=== WORK TO COMPLETE ===
Copy out every one of the following rows verbatim, with no changes to wording, numbers or tags.

** START MATERIAL FOR THIS EXERCISE **

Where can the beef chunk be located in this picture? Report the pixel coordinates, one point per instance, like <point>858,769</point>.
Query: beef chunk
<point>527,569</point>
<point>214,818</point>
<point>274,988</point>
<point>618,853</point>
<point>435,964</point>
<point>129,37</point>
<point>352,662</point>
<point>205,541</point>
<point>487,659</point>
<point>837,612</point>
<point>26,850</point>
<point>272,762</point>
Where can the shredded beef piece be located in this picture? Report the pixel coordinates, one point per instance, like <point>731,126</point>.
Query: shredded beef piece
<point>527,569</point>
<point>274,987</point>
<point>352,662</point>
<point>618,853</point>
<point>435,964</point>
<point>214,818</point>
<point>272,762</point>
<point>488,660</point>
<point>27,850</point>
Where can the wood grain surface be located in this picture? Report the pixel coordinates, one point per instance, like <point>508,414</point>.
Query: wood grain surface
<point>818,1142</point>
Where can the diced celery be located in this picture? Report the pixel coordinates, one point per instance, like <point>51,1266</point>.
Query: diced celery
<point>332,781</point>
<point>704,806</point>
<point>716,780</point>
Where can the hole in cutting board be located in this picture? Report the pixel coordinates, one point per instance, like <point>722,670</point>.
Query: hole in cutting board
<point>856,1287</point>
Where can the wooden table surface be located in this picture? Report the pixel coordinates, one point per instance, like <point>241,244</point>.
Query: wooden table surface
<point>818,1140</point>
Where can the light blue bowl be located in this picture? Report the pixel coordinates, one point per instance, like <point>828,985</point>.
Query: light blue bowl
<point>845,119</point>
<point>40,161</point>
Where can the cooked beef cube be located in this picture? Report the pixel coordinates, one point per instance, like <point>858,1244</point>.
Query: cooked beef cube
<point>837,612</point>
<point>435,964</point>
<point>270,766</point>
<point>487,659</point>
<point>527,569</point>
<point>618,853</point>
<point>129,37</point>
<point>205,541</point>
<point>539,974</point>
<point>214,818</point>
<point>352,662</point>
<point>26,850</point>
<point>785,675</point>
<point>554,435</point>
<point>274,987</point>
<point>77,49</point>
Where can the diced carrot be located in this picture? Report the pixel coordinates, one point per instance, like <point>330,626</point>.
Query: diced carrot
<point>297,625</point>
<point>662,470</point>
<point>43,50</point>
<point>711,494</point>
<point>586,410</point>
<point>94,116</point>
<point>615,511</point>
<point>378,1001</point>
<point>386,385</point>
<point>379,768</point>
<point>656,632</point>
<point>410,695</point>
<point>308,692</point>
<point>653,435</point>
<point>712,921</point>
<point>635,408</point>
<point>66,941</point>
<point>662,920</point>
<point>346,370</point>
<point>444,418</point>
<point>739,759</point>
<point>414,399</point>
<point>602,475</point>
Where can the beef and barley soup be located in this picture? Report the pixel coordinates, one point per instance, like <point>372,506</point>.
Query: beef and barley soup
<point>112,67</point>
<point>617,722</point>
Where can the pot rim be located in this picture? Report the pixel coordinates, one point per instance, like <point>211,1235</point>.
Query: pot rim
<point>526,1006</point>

** END MATERIAL FOR THIS EXERCISE **

=== FINISHED TASK ===
Where can the beef chunk be located in this picture? Report the pixel coordinates, one point per instance, like <point>858,769</point>.
Query: beef chunk
<point>527,569</point>
<point>214,818</point>
<point>274,988</point>
<point>618,853</point>
<point>435,964</point>
<point>129,37</point>
<point>352,662</point>
<point>205,541</point>
<point>487,659</point>
<point>837,612</point>
<point>26,850</point>
<point>272,762</point>
Where can the shredded beef piece be located in this picture? Report the pixel coordinates, one point per instance, like <point>731,126</point>.
Query: shredded beef piece
<point>527,569</point>
<point>274,987</point>
<point>352,662</point>
<point>618,853</point>
<point>435,964</point>
<point>214,818</point>
<point>272,762</point>
<point>488,660</point>
<point>27,850</point>
Where can the wood grain surface be located in this picture? Report the pixel coordinates, one point per instance, like <point>508,414</point>.
Query: wood grain surface
<point>818,1142</point>
Where can the diced celery be located in this picture? Report the pixel coordinates, one point per instance, like <point>51,1266</point>.
Query: diced celery
<point>332,781</point>
<point>704,806</point>
<point>716,780</point>
Where can the hole in cutting board be located in this picture? Report the pixel coordinates, one point per instance, like <point>722,670</point>.
Query: hole in cutting board
<point>856,1287</point>
Where can the wooden table surface be located in this picture? Report the pixel coordinates, one point per instance, like <point>241,244</point>.
Query: wooden table surface
<point>818,1140</point>
Where can the light blue bowl be located in this picture? Report the pixel coordinates, one point per instance, like <point>828,985</point>.
Query: light blue bowl
<point>845,119</point>
<point>40,161</point>
Where can the cooked beef cube be located in this picture? Report the pixel coordinates, one point per instance, like <point>858,1244</point>.
Query: cooked beef cube
<point>837,612</point>
<point>435,964</point>
<point>270,766</point>
<point>487,659</point>
<point>527,569</point>
<point>618,853</point>
<point>129,37</point>
<point>205,541</point>
<point>539,974</point>
<point>214,818</point>
<point>352,662</point>
<point>26,850</point>
<point>785,675</point>
<point>554,435</point>
<point>274,987</point>
<point>77,49</point>
Where can the diced carrot be located in this picture? Report the pixel coordinates, one point per instance, like <point>330,626</point>.
Query: diced carrot
<point>297,625</point>
<point>662,470</point>
<point>43,50</point>
<point>711,494</point>
<point>586,410</point>
<point>94,116</point>
<point>615,511</point>
<point>378,1001</point>
<point>386,385</point>
<point>379,768</point>
<point>656,632</point>
<point>410,695</point>
<point>308,692</point>
<point>653,435</point>
<point>712,921</point>
<point>635,408</point>
<point>66,941</point>
<point>662,920</point>
<point>346,370</point>
<point>444,418</point>
<point>739,759</point>
<point>414,399</point>
<point>602,475</point>
Where can the beef and barley soup be located in this picture? Report the pixel coordinates, one point per instance, like <point>372,506</point>.
Query: beef and barley soup
<point>112,67</point>
<point>617,722</point>
Where can the pot rim be located in this picture? Report the pixel coordinates, one point per instance, like <point>211,1235</point>.
Query: pot rim
<point>526,1006</point>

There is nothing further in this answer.